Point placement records

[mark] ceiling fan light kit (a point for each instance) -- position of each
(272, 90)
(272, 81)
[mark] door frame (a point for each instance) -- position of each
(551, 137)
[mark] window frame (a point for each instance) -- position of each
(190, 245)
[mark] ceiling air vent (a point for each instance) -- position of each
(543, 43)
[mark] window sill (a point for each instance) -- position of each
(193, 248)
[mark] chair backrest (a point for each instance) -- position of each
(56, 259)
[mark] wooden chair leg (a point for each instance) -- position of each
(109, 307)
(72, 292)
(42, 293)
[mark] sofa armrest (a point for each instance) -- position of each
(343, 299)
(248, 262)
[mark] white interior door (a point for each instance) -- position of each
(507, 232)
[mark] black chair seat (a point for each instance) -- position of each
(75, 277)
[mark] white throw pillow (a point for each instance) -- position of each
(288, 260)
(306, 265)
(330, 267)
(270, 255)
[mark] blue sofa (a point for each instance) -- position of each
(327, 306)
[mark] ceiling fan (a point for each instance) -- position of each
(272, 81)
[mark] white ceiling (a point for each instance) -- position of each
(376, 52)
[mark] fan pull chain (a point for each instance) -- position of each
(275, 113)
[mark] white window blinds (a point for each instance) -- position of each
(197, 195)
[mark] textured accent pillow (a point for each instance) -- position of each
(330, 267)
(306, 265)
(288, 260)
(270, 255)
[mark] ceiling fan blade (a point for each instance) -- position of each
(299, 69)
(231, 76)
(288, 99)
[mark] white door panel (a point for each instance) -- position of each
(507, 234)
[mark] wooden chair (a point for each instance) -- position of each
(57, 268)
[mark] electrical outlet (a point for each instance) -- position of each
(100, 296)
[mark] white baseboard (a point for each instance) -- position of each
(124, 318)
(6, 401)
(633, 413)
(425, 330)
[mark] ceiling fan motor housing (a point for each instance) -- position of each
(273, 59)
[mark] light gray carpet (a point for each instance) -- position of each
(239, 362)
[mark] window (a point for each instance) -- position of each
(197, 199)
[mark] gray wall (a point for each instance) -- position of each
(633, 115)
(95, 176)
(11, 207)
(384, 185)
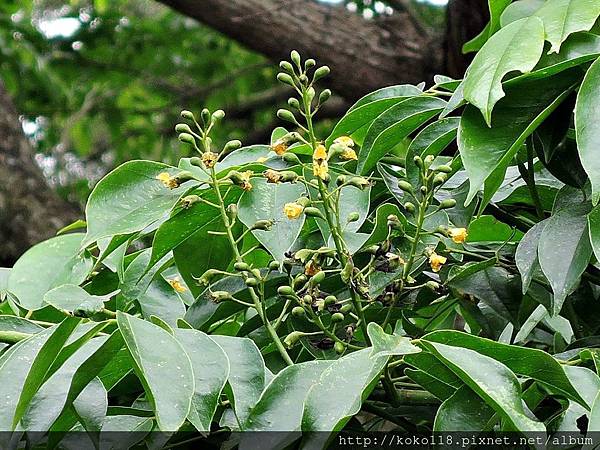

— WHAT IS ASKED —
Extract every line in the records that contains the word "chair".

— EXERCISE ANSWER —
[mark] chair backrest (a point for each instance) -- position of each
[mark] wooden chair leg (a point for each instance) -- position of each
[mark] black chair seat (a point for each instance) -- position of each
[mark] wooden chair (a point for each instance) -- position of each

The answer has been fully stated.